• [Extracted text]
++++++++
Fabricated Ecosystems (EcoFABs)
In recent years, our understanding of microbiomes has grown dramatically. We increasingly recognize their importance in soils for nutrient cycling and sustainable agriculture, in the human gut for maintaining health, and in aquatic systems for nutrient cycling. One of the major challenges for developing a generalized understanding of microbiomes in these complex environments is a lack of controlled, reproducible, and standardized study systems. Most approaches aimed at improving our understanding of microbiomes are focused on examination of extremely simple lab consortia or fully-complex natural communities. Consortia have the advantage that the constituent isolates can (in most cases) be characterized independently and even genetically manipulated to determine causal mechanisms. The validity of extrapolating consortia-based finding to authentic communities is unclear, yet natural communities (e.g. field or clinical studies) are so unconstrained that it is difficult to establish causation and vast studies would be required to adequately constrain the large number of experimental variables. While model systems exist for some microbiomes and their ecosystems (e.g. gut microbiomes), there is a lack of consensus and standardization of study systems for many other microbiomes.
Fabricated ecosystems, or EcoFABs, hold promise for replicating important ecosystem dynamics while at the same time streamlining studies by defining testable and reproducible parameters. Through the development of EcoFABs for microbiomes of interest, scientists will be able to develop principles for microbiome assembly and structure, understand the functions of genes, microbes, and metabolomes, and predict microbiome health and trajectory. These EcoFABs would bring together communities of scientists working on shared systems, enabling more effective knowledge transfer and the ability to build upon previous findings. By expanding our understanding of the assembly, structure, and functions of microbiomes, significant scientific and technical advances will be made in biomedical and environmental health, agriculture, energy, and nutrient cycling.
++++++++
• [Data for analysis]
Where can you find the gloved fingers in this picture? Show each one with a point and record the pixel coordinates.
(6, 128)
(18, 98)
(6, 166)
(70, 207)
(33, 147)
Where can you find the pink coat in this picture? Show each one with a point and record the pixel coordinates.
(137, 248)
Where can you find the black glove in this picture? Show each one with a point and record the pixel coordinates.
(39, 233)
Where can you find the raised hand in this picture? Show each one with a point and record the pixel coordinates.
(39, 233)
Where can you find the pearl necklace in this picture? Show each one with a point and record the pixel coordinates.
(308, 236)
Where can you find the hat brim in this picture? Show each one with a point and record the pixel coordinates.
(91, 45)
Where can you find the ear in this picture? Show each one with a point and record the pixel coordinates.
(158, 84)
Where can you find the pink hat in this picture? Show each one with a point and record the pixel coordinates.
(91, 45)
++++++++
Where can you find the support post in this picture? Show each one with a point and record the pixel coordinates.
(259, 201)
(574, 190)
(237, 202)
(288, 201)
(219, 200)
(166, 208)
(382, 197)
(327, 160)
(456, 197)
++++++++
• [Assignment 1]
List every field in which the fabricated ecosystems text says significant scientific and technical advances will be made.
• [Assignment 2]
Print the portion of the fabricated ecosystems text that begins with the words containing "Fabricated ecosystems, or" and ends with "and nutrient cycling.".
• [Assignment 3]
Answer these questions from the fabricated ecosystems text:
(a) In which three settings does the text say microbiomes are increasingly recognized as important?
(b) What do EcoFABs define in order to streamline studies?

• [Expected output 1]
- Biomedical and environmental health
- Agriculture
- Energy
- Nutrient cycling

• [Expected output 2]
Fabricated ecosystems, or EcoFABs, hold promise for replicating important ecosystem dynamics while at the same time streamlining studies by defining testable and reproducible parameters. Through the development of EcoFABs for microbiomes of interest, scientists will be able to develop principles for microbiome assembly and structure, understand the functions of genes, microbes, and metabolomes, and predict microbiome health and trajectory. These EcoFABs would bring together communities of scientists working on shared systems, enabling more effective knowledge transfer and the ability to build upon previous findings. By expanding our understanding of the assembly, structure, and functions of microbiomes, significant scientific and technical advances will be made in biomedical and environmental health, agriculture, energy, and nutrient cycling.

• [Expected output 3]
(a) Soils, the human gut, and aquatic systems.
(b) Testable and reproducible parameters.